[PROVIDED DATA start]
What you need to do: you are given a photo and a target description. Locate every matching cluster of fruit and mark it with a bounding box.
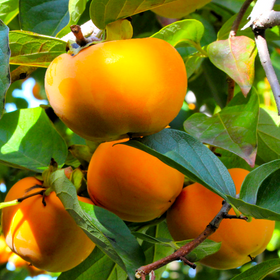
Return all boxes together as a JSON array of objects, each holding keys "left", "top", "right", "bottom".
[{"left": 2, "top": 31, "right": 274, "bottom": 272}]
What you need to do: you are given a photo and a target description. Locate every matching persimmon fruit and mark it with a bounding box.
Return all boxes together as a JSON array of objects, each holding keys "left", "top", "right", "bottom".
[
  {"left": 2, "top": 177, "right": 95, "bottom": 272},
  {"left": 45, "top": 38, "right": 187, "bottom": 142},
  {"left": 87, "top": 142, "right": 184, "bottom": 222},
  {"left": 167, "top": 168, "right": 275, "bottom": 269},
  {"left": 0, "top": 235, "right": 12, "bottom": 265},
  {"left": 151, "top": 0, "right": 211, "bottom": 19}
]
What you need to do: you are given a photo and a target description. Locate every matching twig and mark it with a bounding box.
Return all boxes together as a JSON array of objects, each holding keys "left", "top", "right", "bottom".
[
  {"left": 241, "top": 0, "right": 276, "bottom": 30},
  {"left": 135, "top": 202, "right": 231, "bottom": 280},
  {"left": 254, "top": 29, "right": 280, "bottom": 115}
]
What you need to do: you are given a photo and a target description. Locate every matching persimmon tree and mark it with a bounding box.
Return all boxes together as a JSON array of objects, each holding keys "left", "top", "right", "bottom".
[{"left": 0, "top": 0, "right": 280, "bottom": 280}]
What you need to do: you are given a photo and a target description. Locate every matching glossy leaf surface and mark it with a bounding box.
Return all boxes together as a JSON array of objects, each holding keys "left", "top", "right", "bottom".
[
  {"left": 124, "top": 129, "right": 235, "bottom": 199},
  {"left": 207, "top": 36, "right": 257, "bottom": 96},
  {"left": 184, "top": 91, "right": 259, "bottom": 166}
]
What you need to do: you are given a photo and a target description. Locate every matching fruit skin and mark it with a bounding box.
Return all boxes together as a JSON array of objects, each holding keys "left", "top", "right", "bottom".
[
  {"left": 0, "top": 235, "right": 12, "bottom": 265},
  {"left": 2, "top": 177, "right": 95, "bottom": 272},
  {"left": 87, "top": 142, "right": 184, "bottom": 222},
  {"left": 151, "top": 0, "right": 211, "bottom": 19},
  {"left": 45, "top": 38, "right": 187, "bottom": 142},
  {"left": 167, "top": 168, "right": 275, "bottom": 269}
]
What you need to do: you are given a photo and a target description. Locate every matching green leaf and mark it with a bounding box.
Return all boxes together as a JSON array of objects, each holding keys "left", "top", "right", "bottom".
[
  {"left": 90, "top": 0, "right": 174, "bottom": 29},
  {"left": 184, "top": 90, "right": 259, "bottom": 167},
  {"left": 0, "top": 19, "right": 11, "bottom": 119},
  {"left": 123, "top": 129, "right": 236, "bottom": 199},
  {"left": 188, "top": 58, "right": 228, "bottom": 108},
  {"left": 207, "top": 36, "right": 257, "bottom": 96},
  {"left": 19, "top": 0, "right": 70, "bottom": 36},
  {"left": 58, "top": 247, "right": 127, "bottom": 280},
  {"left": 56, "top": 0, "right": 89, "bottom": 38},
  {"left": 151, "top": 19, "right": 204, "bottom": 50},
  {"left": 51, "top": 170, "right": 144, "bottom": 279},
  {"left": 228, "top": 160, "right": 280, "bottom": 221},
  {"left": 9, "top": 31, "right": 66, "bottom": 67},
  {"left": 0, "top": 107, "right": 67, "bottom": 172},
  {"left": 231, "top": 259, "right": 280, "bottom": 280},
  {"left": 0, "top": 0, "right": 19, "bottom": 24},
  {"left": 257, "top": 109, "right": 280, "bottom": 162}
]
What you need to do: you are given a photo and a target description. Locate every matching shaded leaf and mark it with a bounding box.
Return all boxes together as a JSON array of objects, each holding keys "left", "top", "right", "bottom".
[
  {"left": 51, "top": 170, "right": 144, "bottom": 279},
  {"left": 9, "top": 31, "right": 66, "bottom": 67},
  {"left": 0, "top": 19, "right": 11, "bottom": 118},
  {"left": 121, "top": 129, "right": 235, "bottom": 199},
  {"left": 188, "top": 58, "right": 228, "bottom": 110},
  {"left": 184, "top": 90, "right": 259, "bottom": 166},
  {"left": 90, "top": 0, "right": 177, "bottom": 29},
  {"left": 19, "top": 0, "right": 70, "bottom": 36},
  {"left": 207, "top": 36, "right": 257, "bottom": 96},
  {"left": 0, "top": 107, "right": 67, "bottom": 172},
  {"left": 0, "top": 0, "right": 19, "bottom": 24},
  {"left": 228, "top": 160, "right": 280, "bottom": 221},
  {"left": 257, "top": 109, "right": 280, "bottom": 162},
  {"left": 151, "top": 19, "right": 204, "bottom": 50},
  {"left": 58, "top": 247, "right": 127, "bottom": 280},
  {"left": 56, "top": 0, "right": 89, "bottom": 38},
  {"left": 231, "top": 259, "right": 280, "bottom": 280}
]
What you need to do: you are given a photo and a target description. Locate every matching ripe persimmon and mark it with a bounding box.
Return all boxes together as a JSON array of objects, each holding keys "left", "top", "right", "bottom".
[
  {"left": 167, "top": 168, "right": 275, "bottom": 269},
  {"left": 0, "top": 235, "right": 12, "bottom": 265},
  {"left": 2, "top": 177, "right": 95, "bottom": 272},
  {"left": 45, "top": 38, "right": 187, "bottom": 142},
  {"left": 87, "top": 142, "right": 184, "bottom": 222},
  {"left": 151, "top": 0, "right": 211, "bottom": 19}
]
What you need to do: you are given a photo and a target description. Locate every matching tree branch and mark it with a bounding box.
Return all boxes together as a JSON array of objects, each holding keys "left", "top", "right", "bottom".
[
  {"left": 135, "top": 202, "right": 231, "bottom": 280},
  {"left": 242, "top": 0, "right": 276, "bottom": 30}
]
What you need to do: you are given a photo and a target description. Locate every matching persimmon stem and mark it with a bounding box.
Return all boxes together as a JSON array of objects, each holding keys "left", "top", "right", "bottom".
[
  {"left": 135, "top": 202, "right": 231, "bottom": 279},
  {"left": 0, "top": 199, "right": 20, "bottom": 209},
  {"left": 70, "top": 25, "right": 88, "bottom": 47}
]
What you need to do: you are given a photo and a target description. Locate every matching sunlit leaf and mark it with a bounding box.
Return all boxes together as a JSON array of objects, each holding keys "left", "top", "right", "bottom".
[
  {"left": 123, "top": 129, "right": 235, "bottom": 199},
  {"left": 228, "top": 160, "right": 280, "bottom": 221},
  {"left": 184, "top": 90, "right": 259, "bottom": 166},
  {"left": 9, "top": 31, "right": 66, "bottom": 67},
  {"left": 19, "top": 0, "right": 70, "bottom": 36},
  {"left": 51, "top": 170, "right": 144, "bottom": 279},
  {"left": 0, "top": 107, "right": 67, "bottom": 172},
  {"left": 58, "top": 247, "right": 127, "bottom": 280},
  {"left": 0, "top": 20, "right": 11, "bottom": 118},
  {"left": 207, "top": 36, "right": 257, "bottom": 96},
  {"left": 257, "top": 109, "right": 280, "bottom": 162},
  {"left": 90, "top": 0, "right": 177, "bottom": 29},
  {"left": 152, "top": 19, "right": 206, "bottom": 50},
  {"left": 56, "top": 0, "right": 89, "bottom": 38},
  {"left": 0, "top": 0, "right": 19, "bottom": 24}
]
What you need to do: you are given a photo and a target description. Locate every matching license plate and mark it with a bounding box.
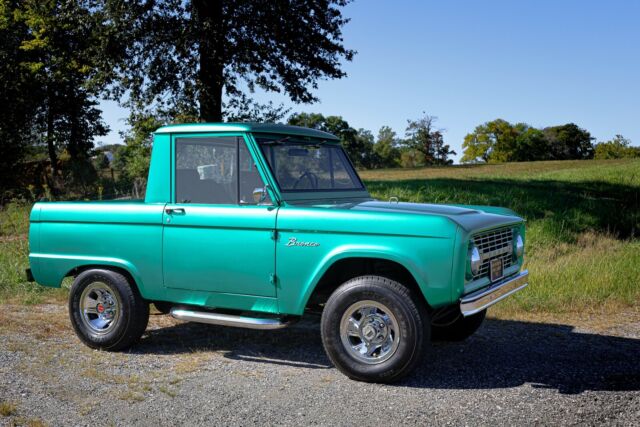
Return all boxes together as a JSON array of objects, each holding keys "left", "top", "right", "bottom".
[{"left": 489, "top": 258, "right": 504, "bottom": 282}]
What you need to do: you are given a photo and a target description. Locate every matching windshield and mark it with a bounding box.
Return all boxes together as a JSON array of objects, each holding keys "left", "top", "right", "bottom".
[{"left": 256, "top": 135, "right": 364, "bottom": 192}]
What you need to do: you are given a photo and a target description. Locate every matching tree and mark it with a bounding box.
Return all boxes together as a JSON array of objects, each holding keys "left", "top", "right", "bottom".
[
  {"left": 594, "top": 135, "right": 640, "bottom": 160},
  {"left": 13, "top": 0, "right": 108, "bottom": 188},
  {"left": 405, "top": 114, "right": 456, "bottom": 165},
  {"left": 462, "top": 119, "right": 518, "bottom": 163},
  {"left": 511, "top": 125, "right": 549, "bottom": 162},
  {"left": 0, "top": 0, "right": 40, "bottom": 196},
  {"left": 542, "top": 123, "right": 593, "bottom": 160},
  {"left": 373, "top": 126, "right": 400, "bottom": 168},
  {"left": 287, "top": 113, "right": 373, "bottom": 168},
  {"left": 101, "top": 0, "right": 355, "bottom": 122}
]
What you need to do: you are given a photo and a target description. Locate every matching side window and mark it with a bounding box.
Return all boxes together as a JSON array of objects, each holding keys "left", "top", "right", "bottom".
[
  {"left": 175, "top": 137, "right": 238, "bottom": 204},
  {"left": 239, "top": 140, "right": 272, "bottom": 205}
]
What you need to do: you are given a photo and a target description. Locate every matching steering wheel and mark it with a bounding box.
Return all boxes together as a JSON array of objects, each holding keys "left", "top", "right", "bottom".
[{"left": 293, "top": 171, "right": 318, "bottom": 190}]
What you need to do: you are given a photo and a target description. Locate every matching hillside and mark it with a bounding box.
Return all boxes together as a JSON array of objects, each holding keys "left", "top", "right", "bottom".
[
  {"left": 361, "top": 159, "right": 640, "bottom": 313},
  {"left": 0, "top": 160, "right": 640, "bottom": 315}
]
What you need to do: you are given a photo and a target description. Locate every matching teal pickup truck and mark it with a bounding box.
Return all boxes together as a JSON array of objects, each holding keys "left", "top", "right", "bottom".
[{"left": 27, "top": 123, "right": 528, "bottom": 382}]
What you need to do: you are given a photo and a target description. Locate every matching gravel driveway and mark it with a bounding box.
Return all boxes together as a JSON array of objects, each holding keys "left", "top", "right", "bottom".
[{"left": 0, "top": 305, "right": 640, "bottom": 425}]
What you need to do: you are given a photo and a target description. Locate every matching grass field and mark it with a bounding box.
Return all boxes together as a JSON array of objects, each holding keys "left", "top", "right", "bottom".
[{"left": 0, "top": 160, "right": 640, "bottom": 314}]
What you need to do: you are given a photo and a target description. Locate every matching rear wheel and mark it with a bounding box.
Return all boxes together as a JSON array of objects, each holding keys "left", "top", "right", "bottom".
[
  {"left": 69, "top": 269, "right": 149, "bottom": 351},
  {"left": 321, "top": 276, "right": 429, "bottom": 382}
]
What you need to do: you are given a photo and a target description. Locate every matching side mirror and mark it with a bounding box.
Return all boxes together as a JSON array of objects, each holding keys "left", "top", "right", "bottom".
[{"left": 253, "top": 184, "right": 274, "bottom": 205}]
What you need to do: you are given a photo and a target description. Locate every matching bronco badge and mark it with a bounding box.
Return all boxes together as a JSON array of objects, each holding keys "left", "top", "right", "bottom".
[{"left": 287, "top": 237, "right": 320, "bottom": 247}]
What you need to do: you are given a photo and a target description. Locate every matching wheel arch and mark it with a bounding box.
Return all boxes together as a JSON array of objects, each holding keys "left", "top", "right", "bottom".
[
  {"left": 301, "top": 252, "right": 429, "bottom": 310},
  {"left": 55, "top": 259, "right": 145, "bottom": 298}
]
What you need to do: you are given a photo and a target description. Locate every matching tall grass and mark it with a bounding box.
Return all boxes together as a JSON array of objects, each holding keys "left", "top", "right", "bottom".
[
  {"left": 0, "top": 203, "right": 64, "bottom": 304},
  {"left": 0, "top": 160, "right": 640, "bottom": 313},
  {"left": 362, "top": 160, "right": 640, "bottom": 313}
]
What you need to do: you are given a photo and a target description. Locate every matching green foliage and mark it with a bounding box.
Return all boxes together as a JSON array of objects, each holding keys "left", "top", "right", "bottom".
[
  {"left": 373, "top": 126, "right": 400, "bottom": 168},
  {"left": 100, "top": 0, "right": 354, "bottom": 122},
  {"left": 0, "top": 0, "right": 39, "bottom": 197},
  {"left": 595, "top": 135, "right": 640, "bottom": 160},
  {"left": 287, "top": 113, "right": 373, "bottom": 167},
  {"left": 461, "top": 119, "right": 593, "bottom": 163},
  {"left": 543, "top": 123, "right": 593, "bottom": 160},
  {"left": 0, "top": 0, "right": 108, "bottom": 197},
  {"left": 404, "top": 114, "right": 456, "bottom": 166},
  {"left": 362, "top": 159, "right": 640, "bottom": 313}
]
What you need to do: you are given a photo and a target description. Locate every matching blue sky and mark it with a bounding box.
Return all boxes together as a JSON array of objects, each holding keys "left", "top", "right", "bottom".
[{"left": 97, "top": 0, "right": 640, "bottom": 158}]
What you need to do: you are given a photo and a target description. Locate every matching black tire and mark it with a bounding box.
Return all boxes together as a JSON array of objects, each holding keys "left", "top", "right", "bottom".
[
  {"left": 431, "top": 310, "right": 487, "bottom": 341},
  {"left": 69, "top": 269, "right": 149, "bottom": 351},
  {"left": 320, "top": 276, "right": 430, "bottom": 383}
]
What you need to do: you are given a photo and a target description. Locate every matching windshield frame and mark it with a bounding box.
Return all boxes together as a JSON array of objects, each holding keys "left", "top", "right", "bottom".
[{"left": 252, "top": 133, "right": 369, "bottom": 198}]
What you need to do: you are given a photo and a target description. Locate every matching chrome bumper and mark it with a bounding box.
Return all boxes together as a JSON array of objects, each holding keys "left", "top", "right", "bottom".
[{"left": 460, "top": 270, "right": 529, "bottom": 317}]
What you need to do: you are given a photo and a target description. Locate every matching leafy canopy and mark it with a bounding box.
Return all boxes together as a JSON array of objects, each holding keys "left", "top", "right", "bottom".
[{"left": 101, "top": 0, "right": 355, "bottom": 121}]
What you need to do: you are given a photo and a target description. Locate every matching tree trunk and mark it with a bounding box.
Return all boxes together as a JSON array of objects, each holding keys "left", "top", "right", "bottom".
[
  {"left": 192, "top": 0, "right": 225, "bottom": 122},
  {"left": 47, "top": 95, "right": 58, "bottom": 179}
]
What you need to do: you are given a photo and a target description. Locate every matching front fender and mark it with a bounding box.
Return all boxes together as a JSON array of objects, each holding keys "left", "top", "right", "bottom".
[
  {"left": 296, "top": 245, "right": 424, "bottom": 308},
  {"left": 278, "top": 232, "right": 454, "bottom": 315}
]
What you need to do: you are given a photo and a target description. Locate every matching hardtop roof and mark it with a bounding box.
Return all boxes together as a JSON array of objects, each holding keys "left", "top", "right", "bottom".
[{"left": 155, "top": 123, "right": 338, "bottom": 141}]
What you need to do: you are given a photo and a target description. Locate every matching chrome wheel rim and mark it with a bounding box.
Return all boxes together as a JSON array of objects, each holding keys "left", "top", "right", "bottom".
[
  {"left": 340, "top": 300, "right": 400, "bottom": 365},
  {"left": 80, "top": 282, "right": 122, "bottom": 335}
]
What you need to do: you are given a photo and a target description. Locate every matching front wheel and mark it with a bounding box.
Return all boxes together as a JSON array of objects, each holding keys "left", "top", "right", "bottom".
[
  {"left": 321, "top": 276, "right": 429, "bottom": 383},
  {"left": 69, "top": 269, "right": 149, "bottom": 351}
]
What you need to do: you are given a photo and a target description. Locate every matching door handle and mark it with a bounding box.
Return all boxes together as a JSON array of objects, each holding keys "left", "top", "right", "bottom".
[{"left": 164, "top": 208, "right": 184, "bottom": 215}]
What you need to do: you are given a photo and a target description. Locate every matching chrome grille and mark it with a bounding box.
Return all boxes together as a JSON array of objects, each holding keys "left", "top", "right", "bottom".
[{"left": 473, "top": 227, "right": 514, "bottom": 280}]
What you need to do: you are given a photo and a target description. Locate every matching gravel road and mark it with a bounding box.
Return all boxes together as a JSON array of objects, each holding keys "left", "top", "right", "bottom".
[{"left": 0, "top": 305, "right": 640, "bottom": 426}]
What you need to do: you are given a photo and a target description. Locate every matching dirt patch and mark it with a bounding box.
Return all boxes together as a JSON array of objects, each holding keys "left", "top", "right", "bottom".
[{"left": 0, "top": 304, "right": 640, "bottom": 425}]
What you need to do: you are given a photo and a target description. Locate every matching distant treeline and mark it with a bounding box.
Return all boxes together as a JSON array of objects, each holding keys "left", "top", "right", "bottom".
[{"left": 0, "top": 0, "right": 640, "bottom": 206}]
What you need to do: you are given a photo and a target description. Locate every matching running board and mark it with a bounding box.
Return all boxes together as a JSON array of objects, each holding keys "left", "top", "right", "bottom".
[{"left": 171, "top": 308, "right": 291, "bottom": 330}]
[PROVIDED DATA end]
Gather every line in the data above that contains the string "persimmon", matching case exactly.

What you need to do: you are given a photo and a target description. Locate every matching persimmon fruit and mark it with a bounding box.
What you need to do: you are given a photo and a target description. Locate every matching persimmon tree and mark it with a bounding box.
What you need to do: you are given a photo and a target description. Locate every matching ripe persimmon and mark it with a bounding box.
What you need to do: you are given a photo and a target description. Locate every matching persimmon stem and mark it with a bounding box.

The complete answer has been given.